Lightcurve data from Hertha indicates a flattened body, and radar observations indicate that Hertha is non-metallic. Five occultations of stars by the asteroid have been observed between 2000 and 2015.

== Discovery ==
Hertha was discovered by C. H. F. Peters on 18 February 1874, in Clinton, New York. Further observations were carried out in 1883 by W. T. Sampson and communicated to Astronomische Nachrichten on his behalf by Rear Admiral R. W. Shufeldt .

== Physical properties ==
After its discovery in 1874, subsequent observations in 1884 established Hertha's orbit. Astronomers then began investigation of its physical properties. As early as 1904, G. W. Hill reported observations of Hertha's brightness indicating a variation of half a magnitude and a short period.

**What this task involves**
Return the text about the asteroid Hertha in full, word for word, with no changes.

**Data**
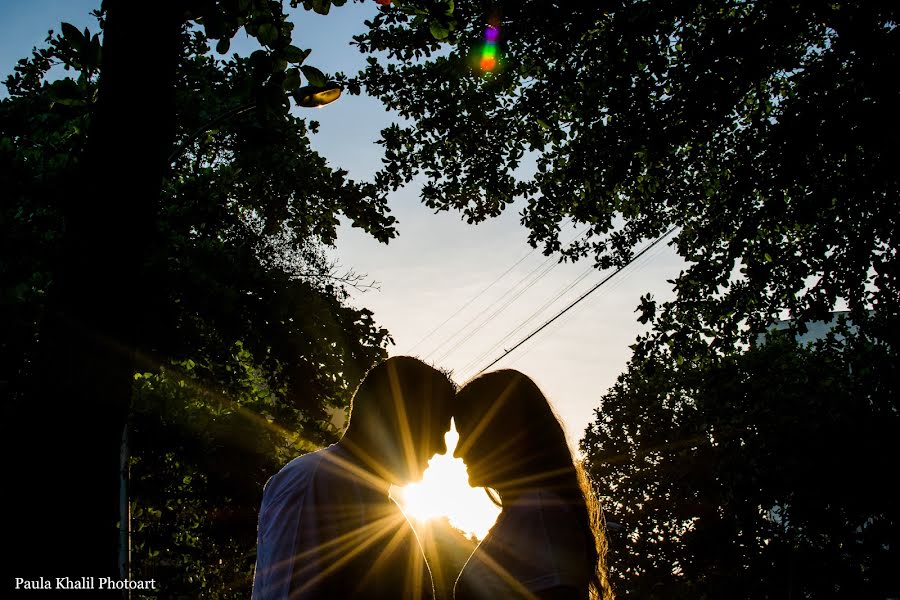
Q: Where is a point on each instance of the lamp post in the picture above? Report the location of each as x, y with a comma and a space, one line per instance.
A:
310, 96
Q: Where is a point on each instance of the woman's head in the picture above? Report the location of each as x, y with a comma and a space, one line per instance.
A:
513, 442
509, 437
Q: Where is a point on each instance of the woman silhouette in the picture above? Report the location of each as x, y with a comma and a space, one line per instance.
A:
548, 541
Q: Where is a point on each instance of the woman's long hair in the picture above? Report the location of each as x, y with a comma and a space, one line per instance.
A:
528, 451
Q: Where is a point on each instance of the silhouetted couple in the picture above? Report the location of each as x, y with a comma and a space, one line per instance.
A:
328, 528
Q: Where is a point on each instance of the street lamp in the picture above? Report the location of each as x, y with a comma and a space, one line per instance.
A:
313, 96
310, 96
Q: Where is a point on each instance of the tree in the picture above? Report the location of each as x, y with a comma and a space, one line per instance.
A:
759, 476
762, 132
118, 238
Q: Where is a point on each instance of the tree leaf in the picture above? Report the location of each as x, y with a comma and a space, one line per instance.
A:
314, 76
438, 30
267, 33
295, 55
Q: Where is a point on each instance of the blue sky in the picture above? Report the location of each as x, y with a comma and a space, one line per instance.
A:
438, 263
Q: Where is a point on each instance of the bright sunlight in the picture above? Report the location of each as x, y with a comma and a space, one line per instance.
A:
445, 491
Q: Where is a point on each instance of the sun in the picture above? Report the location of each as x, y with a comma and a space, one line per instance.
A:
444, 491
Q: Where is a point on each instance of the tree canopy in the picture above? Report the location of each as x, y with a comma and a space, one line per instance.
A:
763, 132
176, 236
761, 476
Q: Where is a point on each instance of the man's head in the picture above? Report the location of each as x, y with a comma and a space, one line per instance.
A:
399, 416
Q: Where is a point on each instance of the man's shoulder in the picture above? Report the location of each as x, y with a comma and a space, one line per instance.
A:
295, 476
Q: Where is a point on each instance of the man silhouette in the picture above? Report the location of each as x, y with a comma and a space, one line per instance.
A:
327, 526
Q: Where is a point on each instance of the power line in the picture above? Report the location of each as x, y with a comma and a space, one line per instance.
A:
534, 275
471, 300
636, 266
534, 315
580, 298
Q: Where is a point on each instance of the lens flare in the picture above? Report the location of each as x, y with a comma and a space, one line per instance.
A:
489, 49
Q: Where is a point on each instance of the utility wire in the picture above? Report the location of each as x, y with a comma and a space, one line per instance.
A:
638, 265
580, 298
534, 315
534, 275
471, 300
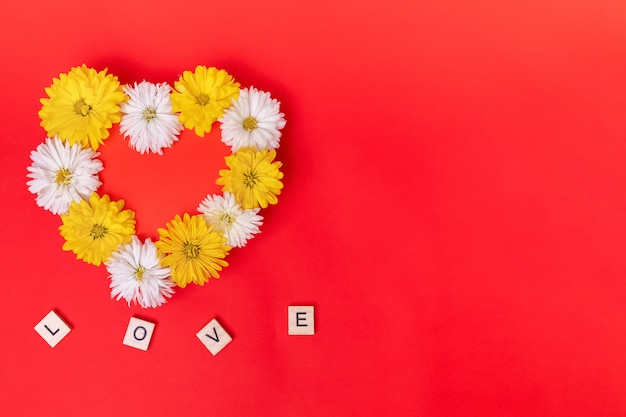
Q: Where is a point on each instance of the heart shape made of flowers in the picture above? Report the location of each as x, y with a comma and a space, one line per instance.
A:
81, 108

**Written answer**
Lightcurve data from Hertha indicates a flattened body, and radar observations indicate that Hertha is non-metallic. Five occultations of stars by the asteroid have been observed between 2000 and 2015.

== Discovery ==
Hertha was discovered by C. H. F. Peters on 18 February 1874, in Clinton, New York. Further observations were carried out in 1883 by W. T. Sampson and communicated to Astronomische Nachrichten on his behalf by Rear Admiral R. W. Shufeldt .

== Physical properties ==
After its discovery in 1874, subsequent observations in 1884 established Hertha's orbit. Astronomers then began investigation of its physical properties. As early as 1904, G. W. Hill reported observations of Hertha's brightness indicating a variation of half a magnitude and a short period.